● **OBJECTIVE**
Rewrite the passage on the PJM capacity auction from "PJM submitted concurrent" up to and including "the RTO said.", switching "unjust and unreasonable" to "unfair and unreasonable".

● **GIVEN PASSAGE**
━━━
PJM submitted concurrent Federal Power Act Section 205 and 206 filings with FERC on Dec. 23 seeking that the auction results in DPL South be found unjust and unreasonable and to allow the RTO to adjust the reliability requirement for the LDA “based on the actual supply of resources that submitted offers into the auction” (ER23-729, EL23-19).

The Section 206 filing argues that this would effectively function as an additional factor in the evaluation of offers into the market before the results are finalized.

“Absent the ability to include this additional factor in the optimization algorithm, PJM would be forced to utilize a materially inaccurate locational deliverability area reliability requirement that does not reflect the actual capacity needs of the particular LDA in question and would result in an unjust and unreasonable outcome,” the RTO said.

Several stakeholders raised concerns that the move would establish a precedent of market changes being implemented in the middle of auctions. Those reservations extended to PJM’s determination to publish the DPL South results Tuesday, which could hamstring the commission’s ability to allow market participants to alter their offers to reflect any rule changes.

Bresler said it is not a step being taken lightly, but the scale of the impact to DPL South warrants immediate measures while concrete long-term solutions are sought. In the filings before FERC, PJM said the clearing price for the LDA would be more than four times higher if the proposed changes are not made.

“More particularly, based on preliminary auction data, PJM estimates that as a result of this confluence of events in this small LDA, should PJM complete the auction and award capacity commitments, the clearing price for the DPL-S LDA (and the revenues received by capacity market sellers in this small LDA) would be more than four times what the clearing price should be if the planned generation capacity resources that did not offer in the auction are excluded from the locational deliverability area reliability requirement given that they did not offer into the BRA,” PJM told FERC.

The opening of the auction had already been delayed from August to November as part of a FERC-approved adjustment to the capacity auction timeline through the end of 2023 to allow PJM additional time to implement a revised forward-looking energy and ancillary services (E&AS) offset. The commission reversed its approval of the RTO’s forward-looking E&AS offset in December 2021 and granted the delayed timeline on Feb. 23, pushing the January 2022 auction to June. (See FERC Approves PJM Capacity Auction Date Changes.)
━━━
● **DATA**
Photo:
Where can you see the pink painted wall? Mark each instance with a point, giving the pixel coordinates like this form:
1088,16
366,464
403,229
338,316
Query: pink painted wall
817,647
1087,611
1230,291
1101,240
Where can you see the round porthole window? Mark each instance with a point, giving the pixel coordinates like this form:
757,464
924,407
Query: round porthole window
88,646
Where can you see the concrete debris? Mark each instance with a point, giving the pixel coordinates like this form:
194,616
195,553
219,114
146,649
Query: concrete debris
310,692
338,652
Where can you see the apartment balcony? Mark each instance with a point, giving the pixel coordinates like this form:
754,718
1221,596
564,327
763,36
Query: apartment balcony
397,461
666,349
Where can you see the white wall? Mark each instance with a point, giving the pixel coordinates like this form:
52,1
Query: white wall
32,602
━━━
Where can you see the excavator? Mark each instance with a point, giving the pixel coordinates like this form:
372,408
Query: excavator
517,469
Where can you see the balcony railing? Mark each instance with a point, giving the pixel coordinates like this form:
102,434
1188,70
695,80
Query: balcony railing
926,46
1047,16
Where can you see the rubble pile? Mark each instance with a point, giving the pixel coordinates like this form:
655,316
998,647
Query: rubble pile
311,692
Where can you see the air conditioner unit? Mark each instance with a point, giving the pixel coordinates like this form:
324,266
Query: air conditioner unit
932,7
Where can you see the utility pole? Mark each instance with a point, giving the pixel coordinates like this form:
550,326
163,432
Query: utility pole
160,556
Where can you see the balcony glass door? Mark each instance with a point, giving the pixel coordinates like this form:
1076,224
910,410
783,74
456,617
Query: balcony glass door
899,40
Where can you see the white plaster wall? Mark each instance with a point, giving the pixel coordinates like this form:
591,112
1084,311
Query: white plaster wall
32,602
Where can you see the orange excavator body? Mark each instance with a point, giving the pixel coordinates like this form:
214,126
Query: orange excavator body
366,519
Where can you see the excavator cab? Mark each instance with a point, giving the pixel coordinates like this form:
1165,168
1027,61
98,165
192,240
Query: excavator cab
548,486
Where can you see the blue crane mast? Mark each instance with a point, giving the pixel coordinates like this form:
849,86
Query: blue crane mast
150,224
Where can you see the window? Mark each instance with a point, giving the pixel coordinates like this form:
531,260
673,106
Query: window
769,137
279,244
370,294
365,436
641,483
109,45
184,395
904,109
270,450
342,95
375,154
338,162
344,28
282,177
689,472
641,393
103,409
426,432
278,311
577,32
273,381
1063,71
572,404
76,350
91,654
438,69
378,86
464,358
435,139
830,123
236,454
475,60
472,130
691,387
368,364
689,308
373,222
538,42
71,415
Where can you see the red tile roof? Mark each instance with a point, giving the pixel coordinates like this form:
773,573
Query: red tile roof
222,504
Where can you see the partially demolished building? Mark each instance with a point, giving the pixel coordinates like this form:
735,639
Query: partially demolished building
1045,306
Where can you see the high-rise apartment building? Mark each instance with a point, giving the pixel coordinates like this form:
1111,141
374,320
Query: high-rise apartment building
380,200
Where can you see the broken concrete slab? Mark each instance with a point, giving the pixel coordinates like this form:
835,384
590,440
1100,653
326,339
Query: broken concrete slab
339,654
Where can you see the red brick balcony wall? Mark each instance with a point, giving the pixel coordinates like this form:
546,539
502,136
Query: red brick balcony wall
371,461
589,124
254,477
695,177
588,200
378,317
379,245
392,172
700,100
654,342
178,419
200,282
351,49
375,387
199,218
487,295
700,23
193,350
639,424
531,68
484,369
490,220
━━━
● **EXPECTED OUTPUT**
PJM submitted concurrent Federal Power Act Section 205 and 206 filings with FERC on Dec. 23 seeking that the auction results in DPL South be found unfair and unreasonable and to allow the RTO to adjust the reliability requirement for the LDA “based on the actual supply of resources that submitted offers into the auction” (ER23-729, EL23-19).

The Section 206 filing argues that this would effectively function as an additional factor in the evaluation of offers into the market before the results are finalized.

“Absent the ability to include this additional factor in the optimization algorithm, PJM would be forced to utilize a materially inaccurate locational deliverability area reliability requirement that does not reflect the actual capacity needs of the particular LDA in question and would result in an unfair and unreasonable outcome,” the RTO said.